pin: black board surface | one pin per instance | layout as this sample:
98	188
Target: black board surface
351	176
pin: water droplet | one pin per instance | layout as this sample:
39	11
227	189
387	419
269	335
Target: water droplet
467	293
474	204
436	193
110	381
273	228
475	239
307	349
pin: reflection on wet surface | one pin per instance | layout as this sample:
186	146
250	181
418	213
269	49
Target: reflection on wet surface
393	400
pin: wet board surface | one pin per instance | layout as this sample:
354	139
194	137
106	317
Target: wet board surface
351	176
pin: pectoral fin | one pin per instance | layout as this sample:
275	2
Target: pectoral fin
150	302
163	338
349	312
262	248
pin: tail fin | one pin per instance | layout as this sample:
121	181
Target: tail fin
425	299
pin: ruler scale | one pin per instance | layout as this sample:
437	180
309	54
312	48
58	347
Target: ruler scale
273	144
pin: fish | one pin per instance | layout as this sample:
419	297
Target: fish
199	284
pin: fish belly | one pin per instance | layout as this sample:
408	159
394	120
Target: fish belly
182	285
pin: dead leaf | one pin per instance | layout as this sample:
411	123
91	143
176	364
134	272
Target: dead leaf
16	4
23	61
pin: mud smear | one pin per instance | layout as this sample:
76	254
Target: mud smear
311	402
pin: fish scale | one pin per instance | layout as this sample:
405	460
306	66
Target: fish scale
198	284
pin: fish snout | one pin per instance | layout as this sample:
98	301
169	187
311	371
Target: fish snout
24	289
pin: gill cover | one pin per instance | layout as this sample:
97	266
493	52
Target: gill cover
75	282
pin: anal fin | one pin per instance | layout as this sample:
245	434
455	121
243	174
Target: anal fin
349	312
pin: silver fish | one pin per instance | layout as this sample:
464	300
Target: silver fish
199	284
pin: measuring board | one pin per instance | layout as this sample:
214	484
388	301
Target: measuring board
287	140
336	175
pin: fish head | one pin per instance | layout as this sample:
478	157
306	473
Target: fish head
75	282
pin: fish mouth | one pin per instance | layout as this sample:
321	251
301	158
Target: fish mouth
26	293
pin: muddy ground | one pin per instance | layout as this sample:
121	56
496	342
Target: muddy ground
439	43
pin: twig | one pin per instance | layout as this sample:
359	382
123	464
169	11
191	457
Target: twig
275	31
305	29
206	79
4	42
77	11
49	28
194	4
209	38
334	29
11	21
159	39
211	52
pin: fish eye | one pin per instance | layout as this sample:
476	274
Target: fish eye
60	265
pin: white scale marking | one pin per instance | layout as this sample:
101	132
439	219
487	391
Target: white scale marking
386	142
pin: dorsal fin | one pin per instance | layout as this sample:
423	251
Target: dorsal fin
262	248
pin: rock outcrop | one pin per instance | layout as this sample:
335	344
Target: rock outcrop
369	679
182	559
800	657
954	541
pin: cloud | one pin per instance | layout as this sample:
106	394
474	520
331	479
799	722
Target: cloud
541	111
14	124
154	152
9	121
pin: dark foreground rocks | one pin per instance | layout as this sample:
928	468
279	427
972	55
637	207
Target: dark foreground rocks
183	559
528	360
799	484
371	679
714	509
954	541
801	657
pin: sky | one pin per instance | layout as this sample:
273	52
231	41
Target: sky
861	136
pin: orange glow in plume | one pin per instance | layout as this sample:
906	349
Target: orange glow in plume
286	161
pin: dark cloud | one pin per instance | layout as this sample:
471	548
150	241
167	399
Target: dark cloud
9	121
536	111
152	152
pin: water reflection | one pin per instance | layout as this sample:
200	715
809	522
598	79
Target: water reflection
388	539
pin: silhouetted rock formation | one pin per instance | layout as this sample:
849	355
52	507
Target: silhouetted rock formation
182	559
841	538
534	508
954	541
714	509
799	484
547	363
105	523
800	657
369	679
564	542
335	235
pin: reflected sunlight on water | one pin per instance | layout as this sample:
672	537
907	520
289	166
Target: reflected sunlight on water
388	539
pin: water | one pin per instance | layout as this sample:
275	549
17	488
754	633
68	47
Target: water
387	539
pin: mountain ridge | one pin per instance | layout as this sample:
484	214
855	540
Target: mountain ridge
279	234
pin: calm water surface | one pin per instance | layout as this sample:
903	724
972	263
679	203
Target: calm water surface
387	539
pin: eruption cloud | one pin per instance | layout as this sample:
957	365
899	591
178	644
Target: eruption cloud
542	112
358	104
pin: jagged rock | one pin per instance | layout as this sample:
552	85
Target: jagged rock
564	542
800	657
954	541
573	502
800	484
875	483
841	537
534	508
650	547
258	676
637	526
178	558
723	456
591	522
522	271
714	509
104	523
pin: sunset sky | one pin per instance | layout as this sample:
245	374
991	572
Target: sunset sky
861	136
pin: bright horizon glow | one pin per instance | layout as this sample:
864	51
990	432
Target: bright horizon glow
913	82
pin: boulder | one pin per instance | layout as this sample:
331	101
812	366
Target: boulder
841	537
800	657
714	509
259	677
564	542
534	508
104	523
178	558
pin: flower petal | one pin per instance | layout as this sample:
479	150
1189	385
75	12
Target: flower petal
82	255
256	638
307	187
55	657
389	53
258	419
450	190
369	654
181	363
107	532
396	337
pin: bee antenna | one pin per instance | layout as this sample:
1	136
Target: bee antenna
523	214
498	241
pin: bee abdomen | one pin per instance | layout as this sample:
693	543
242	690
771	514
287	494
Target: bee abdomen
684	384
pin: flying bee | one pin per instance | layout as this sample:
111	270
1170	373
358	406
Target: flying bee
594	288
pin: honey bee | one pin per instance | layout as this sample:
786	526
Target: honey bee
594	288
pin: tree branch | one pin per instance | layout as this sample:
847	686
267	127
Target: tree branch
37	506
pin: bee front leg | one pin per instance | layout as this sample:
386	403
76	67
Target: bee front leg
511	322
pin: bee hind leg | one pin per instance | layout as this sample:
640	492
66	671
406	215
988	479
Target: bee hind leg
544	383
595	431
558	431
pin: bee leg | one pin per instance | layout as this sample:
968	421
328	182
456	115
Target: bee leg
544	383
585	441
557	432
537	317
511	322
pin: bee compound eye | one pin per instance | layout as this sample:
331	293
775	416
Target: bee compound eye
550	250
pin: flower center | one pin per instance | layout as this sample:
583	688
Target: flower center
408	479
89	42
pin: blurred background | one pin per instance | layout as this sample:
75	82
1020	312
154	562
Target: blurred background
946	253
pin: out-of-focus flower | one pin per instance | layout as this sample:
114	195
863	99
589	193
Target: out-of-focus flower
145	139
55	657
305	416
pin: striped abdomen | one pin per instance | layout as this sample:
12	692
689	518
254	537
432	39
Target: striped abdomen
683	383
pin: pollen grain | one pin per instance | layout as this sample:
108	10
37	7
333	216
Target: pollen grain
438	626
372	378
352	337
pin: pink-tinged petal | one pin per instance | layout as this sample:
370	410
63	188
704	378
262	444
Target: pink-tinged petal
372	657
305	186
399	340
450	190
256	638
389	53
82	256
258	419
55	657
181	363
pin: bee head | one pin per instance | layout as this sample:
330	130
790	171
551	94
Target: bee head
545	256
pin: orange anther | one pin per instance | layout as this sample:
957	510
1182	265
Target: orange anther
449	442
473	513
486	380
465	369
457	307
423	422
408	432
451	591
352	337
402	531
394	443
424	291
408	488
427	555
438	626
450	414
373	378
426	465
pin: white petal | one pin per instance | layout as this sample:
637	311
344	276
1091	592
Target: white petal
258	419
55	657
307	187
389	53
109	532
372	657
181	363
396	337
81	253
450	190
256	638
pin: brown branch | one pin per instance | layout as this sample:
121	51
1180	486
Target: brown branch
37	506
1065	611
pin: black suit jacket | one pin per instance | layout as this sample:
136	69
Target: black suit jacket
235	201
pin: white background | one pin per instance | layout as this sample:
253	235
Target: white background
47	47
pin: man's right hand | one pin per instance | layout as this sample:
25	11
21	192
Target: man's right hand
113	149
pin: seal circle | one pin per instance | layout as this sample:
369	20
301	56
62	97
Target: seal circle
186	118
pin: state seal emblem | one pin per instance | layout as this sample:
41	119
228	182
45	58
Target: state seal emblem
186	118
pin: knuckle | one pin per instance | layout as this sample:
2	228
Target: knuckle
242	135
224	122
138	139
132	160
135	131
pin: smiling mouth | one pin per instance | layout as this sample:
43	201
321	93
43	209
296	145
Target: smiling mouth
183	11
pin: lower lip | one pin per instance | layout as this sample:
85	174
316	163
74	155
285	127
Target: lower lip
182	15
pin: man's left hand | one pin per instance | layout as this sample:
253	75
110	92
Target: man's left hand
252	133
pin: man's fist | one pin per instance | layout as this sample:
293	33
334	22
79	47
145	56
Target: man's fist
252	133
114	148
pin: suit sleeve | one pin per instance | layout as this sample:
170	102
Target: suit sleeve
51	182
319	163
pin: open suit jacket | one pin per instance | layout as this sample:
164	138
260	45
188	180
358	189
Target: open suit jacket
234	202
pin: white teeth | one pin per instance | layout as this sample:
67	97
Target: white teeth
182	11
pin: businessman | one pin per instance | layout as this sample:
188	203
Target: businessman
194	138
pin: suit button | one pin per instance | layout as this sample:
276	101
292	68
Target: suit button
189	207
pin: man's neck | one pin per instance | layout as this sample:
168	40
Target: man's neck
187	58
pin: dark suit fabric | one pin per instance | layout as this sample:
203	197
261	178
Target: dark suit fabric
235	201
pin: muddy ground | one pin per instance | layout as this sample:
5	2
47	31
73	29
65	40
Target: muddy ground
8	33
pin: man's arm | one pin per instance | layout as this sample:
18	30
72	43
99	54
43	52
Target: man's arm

═══

■ Work required: From the "pin: open suit" line to the close of the listing, restate each line word for word.

■ Answer to this problem:
pin: open suit jacket | one pin per instance | layout as this sample:
164	138
260	45
188	180
358	189
Target: open suit jacket
234	202
pin: white teeth | one pin per instance | layout as this sample:
67	97
Target: white teeth
182	11
pin: businessman | one pin per instance | layout as this sample:
188	203
Target: businessman
194	138
pin: suit button | one pin per instance | layout as this sample:
276	101
292	68
Target: suit button
189	207
pin: man's neck | one pin per instance | layout as this sample:
168	40
Target: man's neck
187	58
pin: dark suit fabric | one pin per instance | layout as this sample:
203	197
261	178
Target: dark suit fabric
235	201
pin: muddy ground | one pin per instance | layout as this sample:
5	2
47	31
73	29
65	40
Target: muddy ground
8	33
pin: man's arm | one pin per instance | layout as this sample:
18	30
72	43
99	54
43	52
Target: man's arm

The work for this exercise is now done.